** Opening Data shown block **

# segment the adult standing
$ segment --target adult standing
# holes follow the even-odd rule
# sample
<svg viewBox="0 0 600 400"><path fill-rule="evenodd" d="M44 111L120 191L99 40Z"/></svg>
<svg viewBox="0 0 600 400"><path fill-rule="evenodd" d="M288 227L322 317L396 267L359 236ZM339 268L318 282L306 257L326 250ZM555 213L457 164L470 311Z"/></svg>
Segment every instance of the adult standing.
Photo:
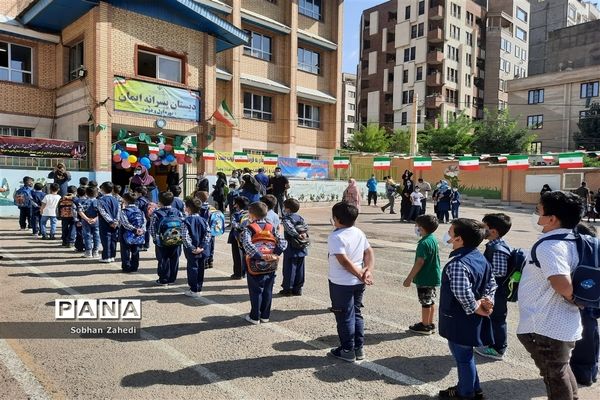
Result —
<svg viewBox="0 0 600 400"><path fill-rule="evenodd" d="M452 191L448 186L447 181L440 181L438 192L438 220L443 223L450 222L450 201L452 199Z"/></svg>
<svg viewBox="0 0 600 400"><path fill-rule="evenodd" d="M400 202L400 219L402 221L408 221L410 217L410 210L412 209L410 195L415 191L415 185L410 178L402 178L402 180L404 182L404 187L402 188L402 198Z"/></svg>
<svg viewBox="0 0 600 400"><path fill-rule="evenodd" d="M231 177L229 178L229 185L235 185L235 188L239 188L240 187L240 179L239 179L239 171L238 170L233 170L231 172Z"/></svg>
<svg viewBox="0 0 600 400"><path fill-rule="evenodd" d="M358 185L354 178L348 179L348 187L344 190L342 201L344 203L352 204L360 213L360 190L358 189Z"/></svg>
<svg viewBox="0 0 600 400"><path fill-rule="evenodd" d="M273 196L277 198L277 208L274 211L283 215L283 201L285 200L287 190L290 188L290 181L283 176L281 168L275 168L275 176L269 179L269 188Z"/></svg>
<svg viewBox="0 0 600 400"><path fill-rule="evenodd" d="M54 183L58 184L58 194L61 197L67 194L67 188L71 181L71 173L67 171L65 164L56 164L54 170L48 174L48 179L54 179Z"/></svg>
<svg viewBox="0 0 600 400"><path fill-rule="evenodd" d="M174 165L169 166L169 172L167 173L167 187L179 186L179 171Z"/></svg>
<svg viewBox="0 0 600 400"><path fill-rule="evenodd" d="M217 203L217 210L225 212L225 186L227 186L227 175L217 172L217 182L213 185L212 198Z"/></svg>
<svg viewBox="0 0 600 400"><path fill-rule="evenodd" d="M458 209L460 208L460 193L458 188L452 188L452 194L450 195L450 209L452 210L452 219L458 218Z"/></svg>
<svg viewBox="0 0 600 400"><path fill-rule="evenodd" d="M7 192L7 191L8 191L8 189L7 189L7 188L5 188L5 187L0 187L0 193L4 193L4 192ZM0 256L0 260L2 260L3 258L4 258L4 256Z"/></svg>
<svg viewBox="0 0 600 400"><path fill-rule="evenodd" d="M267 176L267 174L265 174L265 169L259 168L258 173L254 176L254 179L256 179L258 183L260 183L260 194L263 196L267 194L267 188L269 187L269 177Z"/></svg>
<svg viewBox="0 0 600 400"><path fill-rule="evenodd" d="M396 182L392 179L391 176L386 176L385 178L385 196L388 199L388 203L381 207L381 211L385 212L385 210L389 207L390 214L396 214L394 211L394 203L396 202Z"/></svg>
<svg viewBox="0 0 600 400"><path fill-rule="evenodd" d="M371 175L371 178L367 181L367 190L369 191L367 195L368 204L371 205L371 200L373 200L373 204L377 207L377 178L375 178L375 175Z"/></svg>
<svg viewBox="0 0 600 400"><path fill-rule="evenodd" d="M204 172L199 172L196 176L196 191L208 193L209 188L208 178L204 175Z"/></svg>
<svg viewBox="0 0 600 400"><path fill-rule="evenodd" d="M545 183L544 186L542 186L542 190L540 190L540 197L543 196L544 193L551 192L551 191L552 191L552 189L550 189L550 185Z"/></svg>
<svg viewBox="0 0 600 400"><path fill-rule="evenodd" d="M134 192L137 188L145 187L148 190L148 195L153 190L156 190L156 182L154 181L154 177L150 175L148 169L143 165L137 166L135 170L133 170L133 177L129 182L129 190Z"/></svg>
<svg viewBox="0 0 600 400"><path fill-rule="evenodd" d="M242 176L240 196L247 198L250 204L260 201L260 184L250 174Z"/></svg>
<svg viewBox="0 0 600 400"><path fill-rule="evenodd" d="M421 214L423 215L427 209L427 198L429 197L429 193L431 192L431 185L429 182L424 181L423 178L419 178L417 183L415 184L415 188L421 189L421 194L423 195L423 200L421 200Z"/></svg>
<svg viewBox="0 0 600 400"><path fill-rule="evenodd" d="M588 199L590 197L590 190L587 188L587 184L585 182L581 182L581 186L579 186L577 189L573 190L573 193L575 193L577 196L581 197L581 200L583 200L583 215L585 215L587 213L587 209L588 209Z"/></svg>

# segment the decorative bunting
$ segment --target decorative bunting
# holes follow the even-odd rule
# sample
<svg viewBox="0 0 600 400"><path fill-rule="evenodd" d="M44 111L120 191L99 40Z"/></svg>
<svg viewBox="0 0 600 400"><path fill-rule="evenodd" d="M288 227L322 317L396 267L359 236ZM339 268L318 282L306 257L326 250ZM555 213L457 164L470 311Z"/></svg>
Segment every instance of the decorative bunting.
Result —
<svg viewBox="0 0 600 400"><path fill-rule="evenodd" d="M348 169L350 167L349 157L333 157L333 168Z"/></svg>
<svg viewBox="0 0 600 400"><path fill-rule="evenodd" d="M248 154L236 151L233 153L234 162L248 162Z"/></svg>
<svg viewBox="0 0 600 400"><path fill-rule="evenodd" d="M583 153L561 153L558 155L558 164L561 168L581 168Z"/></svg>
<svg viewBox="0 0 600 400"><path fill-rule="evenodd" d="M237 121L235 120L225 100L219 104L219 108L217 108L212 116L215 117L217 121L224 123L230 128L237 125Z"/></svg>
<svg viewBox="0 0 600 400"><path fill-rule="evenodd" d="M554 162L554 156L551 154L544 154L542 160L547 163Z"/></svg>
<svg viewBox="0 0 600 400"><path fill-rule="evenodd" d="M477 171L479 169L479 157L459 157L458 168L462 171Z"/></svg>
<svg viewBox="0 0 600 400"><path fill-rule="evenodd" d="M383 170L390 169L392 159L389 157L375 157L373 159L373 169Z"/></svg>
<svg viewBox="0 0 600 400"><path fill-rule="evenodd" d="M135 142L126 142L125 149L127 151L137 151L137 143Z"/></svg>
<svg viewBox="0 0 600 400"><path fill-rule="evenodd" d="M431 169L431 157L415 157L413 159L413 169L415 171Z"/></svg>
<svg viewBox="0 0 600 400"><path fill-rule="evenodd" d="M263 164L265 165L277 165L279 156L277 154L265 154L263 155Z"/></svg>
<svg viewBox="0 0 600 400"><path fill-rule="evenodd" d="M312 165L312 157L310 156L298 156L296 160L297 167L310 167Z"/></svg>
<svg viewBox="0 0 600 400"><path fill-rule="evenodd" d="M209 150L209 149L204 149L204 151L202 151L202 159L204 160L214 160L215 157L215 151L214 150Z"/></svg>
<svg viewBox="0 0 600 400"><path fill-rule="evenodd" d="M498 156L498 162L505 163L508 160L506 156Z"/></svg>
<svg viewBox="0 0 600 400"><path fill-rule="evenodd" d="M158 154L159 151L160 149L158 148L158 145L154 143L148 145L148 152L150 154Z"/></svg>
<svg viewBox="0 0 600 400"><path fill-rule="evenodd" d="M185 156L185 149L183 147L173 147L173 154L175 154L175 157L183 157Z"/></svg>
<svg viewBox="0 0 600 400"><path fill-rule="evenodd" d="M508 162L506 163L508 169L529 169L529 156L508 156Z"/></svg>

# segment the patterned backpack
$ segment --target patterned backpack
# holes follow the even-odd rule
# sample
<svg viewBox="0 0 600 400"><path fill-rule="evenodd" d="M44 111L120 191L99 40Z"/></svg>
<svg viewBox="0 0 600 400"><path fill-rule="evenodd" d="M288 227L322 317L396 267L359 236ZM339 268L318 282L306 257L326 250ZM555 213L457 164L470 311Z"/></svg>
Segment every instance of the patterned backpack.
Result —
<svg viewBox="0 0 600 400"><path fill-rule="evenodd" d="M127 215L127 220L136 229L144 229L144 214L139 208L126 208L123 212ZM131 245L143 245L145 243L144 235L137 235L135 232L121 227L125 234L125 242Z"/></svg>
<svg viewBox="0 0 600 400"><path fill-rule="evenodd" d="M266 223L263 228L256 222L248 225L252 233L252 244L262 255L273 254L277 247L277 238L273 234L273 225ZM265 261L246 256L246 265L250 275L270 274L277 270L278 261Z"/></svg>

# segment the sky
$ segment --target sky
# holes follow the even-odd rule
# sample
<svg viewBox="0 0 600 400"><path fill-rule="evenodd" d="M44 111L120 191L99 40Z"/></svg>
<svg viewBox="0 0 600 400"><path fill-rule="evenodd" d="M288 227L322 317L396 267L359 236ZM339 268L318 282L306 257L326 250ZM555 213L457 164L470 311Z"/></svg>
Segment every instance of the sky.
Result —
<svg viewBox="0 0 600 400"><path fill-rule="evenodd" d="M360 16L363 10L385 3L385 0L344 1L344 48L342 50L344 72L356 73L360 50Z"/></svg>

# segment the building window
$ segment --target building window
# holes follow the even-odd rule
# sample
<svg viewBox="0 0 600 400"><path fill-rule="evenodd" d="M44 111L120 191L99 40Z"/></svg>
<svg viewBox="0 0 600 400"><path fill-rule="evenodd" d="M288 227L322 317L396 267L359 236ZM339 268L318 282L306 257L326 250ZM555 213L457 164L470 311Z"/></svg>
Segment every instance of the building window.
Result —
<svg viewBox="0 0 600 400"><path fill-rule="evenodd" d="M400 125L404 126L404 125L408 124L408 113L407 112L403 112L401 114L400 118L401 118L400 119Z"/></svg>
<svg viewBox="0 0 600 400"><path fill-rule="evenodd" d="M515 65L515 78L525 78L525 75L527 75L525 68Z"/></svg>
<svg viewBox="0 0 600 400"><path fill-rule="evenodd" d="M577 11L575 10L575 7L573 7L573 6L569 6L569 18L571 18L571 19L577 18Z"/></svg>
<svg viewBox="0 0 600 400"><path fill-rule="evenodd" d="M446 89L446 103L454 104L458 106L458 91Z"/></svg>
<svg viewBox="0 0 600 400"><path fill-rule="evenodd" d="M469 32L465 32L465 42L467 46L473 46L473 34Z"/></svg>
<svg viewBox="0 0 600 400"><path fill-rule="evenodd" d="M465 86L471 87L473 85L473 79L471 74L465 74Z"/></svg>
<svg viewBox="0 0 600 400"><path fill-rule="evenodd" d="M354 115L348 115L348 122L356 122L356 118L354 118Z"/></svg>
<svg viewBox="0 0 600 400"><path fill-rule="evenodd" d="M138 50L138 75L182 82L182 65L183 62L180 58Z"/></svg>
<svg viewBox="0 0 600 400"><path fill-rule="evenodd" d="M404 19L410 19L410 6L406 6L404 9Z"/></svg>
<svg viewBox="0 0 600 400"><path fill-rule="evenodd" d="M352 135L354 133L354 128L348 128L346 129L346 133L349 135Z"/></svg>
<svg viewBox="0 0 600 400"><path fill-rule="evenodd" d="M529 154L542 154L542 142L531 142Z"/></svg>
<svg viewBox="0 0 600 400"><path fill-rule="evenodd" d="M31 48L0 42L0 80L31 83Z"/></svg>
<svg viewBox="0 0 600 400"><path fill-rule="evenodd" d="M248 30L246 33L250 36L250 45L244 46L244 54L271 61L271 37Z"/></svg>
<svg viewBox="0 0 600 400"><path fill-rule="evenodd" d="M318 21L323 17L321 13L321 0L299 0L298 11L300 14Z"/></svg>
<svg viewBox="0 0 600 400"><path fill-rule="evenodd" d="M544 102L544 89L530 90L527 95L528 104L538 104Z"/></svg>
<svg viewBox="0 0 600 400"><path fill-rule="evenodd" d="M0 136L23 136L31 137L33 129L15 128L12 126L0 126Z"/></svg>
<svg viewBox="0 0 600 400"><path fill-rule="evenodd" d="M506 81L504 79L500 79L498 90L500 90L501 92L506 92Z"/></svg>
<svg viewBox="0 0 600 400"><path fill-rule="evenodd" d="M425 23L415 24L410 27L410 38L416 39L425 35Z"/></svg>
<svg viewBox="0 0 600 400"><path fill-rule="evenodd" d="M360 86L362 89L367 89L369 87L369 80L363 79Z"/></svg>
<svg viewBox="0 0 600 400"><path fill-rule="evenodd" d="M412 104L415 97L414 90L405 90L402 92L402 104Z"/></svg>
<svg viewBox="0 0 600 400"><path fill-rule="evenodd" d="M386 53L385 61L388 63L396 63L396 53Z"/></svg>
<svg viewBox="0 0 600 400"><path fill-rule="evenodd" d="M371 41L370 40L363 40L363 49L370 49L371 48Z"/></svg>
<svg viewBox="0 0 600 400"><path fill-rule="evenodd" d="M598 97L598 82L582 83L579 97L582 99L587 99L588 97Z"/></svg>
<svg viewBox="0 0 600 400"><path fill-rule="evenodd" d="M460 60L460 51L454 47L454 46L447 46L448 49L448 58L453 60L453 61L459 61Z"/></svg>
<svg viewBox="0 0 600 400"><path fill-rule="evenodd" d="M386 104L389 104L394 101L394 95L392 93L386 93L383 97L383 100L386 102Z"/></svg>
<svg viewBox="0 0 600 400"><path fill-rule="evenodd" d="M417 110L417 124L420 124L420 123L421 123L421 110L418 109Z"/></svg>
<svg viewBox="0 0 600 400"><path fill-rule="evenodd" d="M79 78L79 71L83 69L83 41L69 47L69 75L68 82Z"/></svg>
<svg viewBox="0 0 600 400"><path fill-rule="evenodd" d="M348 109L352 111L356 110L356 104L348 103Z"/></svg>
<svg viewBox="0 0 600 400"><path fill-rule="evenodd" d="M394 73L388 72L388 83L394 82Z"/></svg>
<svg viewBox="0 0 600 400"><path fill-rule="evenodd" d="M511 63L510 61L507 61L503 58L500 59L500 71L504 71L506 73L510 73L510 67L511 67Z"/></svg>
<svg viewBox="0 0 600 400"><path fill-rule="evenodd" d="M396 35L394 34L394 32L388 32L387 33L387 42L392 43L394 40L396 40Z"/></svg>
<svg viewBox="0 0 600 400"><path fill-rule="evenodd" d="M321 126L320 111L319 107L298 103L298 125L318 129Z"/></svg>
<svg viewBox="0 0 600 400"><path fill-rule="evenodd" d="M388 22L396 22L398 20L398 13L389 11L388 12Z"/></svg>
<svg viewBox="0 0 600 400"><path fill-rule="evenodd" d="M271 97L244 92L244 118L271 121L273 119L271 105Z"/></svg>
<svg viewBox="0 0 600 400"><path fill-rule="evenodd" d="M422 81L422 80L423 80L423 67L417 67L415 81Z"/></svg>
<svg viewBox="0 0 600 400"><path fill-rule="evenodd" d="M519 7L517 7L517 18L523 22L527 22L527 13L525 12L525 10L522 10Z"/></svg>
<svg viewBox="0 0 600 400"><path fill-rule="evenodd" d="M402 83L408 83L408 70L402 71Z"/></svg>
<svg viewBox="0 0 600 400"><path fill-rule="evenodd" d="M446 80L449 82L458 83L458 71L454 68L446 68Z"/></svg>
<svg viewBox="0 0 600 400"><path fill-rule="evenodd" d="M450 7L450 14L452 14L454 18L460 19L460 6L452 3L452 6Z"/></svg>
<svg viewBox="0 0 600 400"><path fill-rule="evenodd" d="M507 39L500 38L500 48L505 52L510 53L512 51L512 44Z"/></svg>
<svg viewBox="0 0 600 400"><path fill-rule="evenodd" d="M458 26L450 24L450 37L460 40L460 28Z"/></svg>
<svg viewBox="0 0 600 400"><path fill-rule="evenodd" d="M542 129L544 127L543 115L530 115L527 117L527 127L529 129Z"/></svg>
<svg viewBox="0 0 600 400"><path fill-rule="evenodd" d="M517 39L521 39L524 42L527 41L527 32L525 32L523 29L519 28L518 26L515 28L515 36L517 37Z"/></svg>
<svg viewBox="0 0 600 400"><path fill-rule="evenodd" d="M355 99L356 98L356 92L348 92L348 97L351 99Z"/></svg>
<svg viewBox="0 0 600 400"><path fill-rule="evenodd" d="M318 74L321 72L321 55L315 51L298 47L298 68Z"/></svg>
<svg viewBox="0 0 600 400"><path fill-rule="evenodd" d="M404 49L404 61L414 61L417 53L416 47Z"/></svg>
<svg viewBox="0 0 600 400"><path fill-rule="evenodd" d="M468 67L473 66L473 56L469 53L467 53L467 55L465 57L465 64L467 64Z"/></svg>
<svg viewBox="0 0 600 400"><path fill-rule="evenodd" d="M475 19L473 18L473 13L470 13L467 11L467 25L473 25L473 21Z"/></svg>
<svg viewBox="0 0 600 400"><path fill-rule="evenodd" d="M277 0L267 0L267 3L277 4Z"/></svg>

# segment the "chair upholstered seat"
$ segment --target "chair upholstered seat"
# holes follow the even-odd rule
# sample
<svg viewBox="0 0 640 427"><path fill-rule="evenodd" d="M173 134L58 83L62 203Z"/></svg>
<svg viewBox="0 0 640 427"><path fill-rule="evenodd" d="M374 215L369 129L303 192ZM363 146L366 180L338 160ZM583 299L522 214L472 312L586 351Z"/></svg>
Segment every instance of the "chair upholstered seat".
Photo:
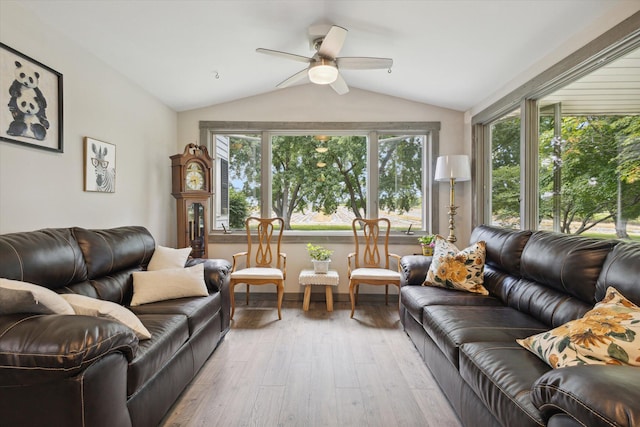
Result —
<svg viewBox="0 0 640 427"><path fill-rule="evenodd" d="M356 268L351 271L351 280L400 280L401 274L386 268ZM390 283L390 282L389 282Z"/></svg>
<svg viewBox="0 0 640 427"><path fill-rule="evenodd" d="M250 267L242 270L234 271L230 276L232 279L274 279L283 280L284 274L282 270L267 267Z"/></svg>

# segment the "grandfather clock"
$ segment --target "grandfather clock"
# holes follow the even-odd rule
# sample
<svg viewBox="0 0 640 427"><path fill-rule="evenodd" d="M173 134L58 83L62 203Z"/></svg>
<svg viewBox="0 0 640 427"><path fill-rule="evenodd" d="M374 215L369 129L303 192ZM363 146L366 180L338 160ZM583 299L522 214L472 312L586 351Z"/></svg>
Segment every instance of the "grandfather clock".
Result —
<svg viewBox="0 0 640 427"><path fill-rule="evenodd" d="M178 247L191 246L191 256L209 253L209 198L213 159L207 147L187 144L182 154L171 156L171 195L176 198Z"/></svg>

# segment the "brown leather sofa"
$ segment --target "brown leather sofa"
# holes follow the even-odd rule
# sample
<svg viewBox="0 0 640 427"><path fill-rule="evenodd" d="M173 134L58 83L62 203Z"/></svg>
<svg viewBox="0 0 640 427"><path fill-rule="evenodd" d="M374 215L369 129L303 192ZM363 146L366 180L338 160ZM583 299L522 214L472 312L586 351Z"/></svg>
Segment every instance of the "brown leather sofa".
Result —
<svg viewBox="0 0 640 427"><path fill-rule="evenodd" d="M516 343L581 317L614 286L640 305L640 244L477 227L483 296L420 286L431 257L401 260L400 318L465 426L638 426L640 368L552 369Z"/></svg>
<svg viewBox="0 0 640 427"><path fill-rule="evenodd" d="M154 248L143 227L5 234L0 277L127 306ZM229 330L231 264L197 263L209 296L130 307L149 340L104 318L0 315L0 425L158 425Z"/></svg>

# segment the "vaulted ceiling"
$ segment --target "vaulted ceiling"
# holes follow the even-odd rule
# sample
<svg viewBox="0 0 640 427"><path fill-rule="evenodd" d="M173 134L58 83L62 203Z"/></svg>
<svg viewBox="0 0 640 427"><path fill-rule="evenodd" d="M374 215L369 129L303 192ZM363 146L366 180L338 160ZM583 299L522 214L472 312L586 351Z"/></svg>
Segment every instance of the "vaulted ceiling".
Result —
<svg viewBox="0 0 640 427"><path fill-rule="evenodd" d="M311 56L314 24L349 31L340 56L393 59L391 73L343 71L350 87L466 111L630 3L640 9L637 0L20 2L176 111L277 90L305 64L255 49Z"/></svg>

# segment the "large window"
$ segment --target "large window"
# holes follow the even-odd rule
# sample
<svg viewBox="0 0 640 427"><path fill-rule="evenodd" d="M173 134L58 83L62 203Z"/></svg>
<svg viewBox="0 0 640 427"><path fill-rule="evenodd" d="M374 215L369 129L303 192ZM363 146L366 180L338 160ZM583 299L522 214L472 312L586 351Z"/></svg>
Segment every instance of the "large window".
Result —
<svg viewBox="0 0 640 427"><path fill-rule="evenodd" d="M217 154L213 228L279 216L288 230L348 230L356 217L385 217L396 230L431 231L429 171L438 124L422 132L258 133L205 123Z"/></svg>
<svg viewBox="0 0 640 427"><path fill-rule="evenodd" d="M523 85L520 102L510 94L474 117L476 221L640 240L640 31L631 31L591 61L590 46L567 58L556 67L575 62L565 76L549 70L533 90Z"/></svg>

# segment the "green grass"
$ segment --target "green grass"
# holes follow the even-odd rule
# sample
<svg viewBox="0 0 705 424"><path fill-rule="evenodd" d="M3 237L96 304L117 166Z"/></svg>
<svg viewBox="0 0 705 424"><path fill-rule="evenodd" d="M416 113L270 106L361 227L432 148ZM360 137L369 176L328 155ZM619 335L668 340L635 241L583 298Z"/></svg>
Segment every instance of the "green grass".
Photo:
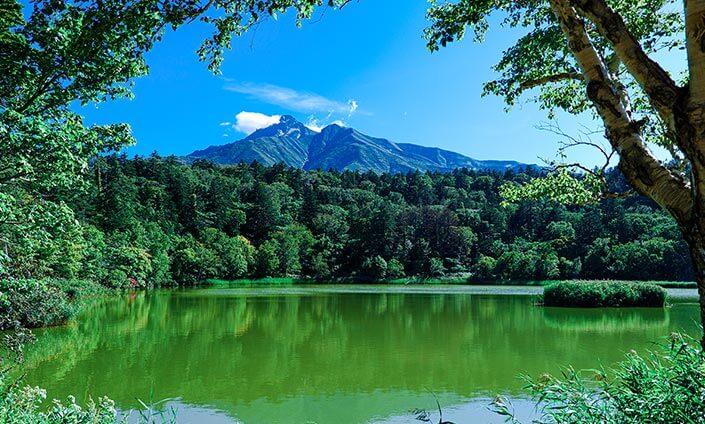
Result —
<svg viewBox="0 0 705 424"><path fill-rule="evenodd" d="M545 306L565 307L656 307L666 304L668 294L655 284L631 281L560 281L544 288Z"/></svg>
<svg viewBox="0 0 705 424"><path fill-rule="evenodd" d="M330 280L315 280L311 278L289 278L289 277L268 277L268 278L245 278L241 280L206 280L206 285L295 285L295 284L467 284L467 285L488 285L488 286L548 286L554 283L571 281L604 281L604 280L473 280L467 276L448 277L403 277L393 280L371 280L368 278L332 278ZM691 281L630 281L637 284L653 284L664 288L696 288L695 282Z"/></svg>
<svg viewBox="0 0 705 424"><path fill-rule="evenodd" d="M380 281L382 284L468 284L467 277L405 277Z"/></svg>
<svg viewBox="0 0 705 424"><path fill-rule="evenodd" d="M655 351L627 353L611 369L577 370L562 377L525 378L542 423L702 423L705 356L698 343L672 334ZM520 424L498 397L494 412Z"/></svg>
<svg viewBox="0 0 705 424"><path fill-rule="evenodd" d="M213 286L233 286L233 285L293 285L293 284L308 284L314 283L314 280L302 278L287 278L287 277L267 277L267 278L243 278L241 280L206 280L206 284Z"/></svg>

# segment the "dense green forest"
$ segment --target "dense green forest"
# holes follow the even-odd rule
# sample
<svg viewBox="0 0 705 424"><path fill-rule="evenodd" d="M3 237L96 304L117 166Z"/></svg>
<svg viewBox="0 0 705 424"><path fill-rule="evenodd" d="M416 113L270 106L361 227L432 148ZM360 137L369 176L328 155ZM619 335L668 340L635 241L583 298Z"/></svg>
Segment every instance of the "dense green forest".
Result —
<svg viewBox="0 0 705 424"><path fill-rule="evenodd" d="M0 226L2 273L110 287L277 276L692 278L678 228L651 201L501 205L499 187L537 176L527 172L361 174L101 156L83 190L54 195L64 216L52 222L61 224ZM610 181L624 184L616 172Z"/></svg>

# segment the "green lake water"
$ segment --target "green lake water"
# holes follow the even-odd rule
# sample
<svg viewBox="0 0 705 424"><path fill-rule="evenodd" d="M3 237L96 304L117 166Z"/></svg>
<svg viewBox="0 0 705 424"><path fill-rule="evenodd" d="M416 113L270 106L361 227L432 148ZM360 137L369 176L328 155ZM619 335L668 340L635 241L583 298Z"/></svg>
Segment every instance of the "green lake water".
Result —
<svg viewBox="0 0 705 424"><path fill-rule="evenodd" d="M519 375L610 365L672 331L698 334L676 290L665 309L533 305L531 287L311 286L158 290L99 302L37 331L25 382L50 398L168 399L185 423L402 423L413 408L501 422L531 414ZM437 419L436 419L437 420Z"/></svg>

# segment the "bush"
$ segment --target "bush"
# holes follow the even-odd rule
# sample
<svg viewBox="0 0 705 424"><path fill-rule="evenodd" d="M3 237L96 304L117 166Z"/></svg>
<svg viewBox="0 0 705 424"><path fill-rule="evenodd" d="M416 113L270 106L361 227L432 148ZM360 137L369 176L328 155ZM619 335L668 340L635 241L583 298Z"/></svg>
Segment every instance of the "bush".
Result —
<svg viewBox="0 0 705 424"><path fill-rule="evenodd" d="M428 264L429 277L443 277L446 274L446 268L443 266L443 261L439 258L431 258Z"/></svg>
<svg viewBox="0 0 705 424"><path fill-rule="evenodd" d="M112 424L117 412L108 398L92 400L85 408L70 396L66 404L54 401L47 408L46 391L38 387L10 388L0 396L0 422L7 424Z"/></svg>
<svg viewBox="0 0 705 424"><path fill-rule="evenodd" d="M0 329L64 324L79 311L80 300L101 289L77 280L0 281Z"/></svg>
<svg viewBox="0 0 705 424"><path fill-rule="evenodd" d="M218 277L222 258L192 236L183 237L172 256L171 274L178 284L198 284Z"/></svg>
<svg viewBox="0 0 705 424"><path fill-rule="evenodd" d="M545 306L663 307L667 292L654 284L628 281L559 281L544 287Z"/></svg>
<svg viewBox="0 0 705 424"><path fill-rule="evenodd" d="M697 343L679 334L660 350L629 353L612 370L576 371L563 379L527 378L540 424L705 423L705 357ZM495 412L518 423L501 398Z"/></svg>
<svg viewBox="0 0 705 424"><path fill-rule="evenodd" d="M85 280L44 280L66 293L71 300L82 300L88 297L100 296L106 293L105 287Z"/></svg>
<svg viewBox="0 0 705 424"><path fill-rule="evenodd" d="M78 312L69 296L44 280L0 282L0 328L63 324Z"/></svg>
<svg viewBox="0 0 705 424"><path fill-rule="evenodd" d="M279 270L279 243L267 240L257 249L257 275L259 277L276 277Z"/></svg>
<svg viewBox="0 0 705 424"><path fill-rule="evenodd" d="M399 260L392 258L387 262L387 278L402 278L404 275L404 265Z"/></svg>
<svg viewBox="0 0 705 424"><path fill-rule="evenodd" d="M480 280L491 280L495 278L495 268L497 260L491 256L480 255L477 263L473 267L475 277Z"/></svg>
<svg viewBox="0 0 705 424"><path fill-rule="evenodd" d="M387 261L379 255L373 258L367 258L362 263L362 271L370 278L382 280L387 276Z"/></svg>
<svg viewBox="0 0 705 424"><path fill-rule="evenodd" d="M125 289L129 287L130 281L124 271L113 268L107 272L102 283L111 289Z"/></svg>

** Closing Data shown block **

## [To do]
Please filter the entries for the word "sofa" and copy the lines that have it.

## [Response box]
# segment the "brown leather sofa"
$ segment --target "brown leather sofa"
Segment every instance of the "brown leather sofa".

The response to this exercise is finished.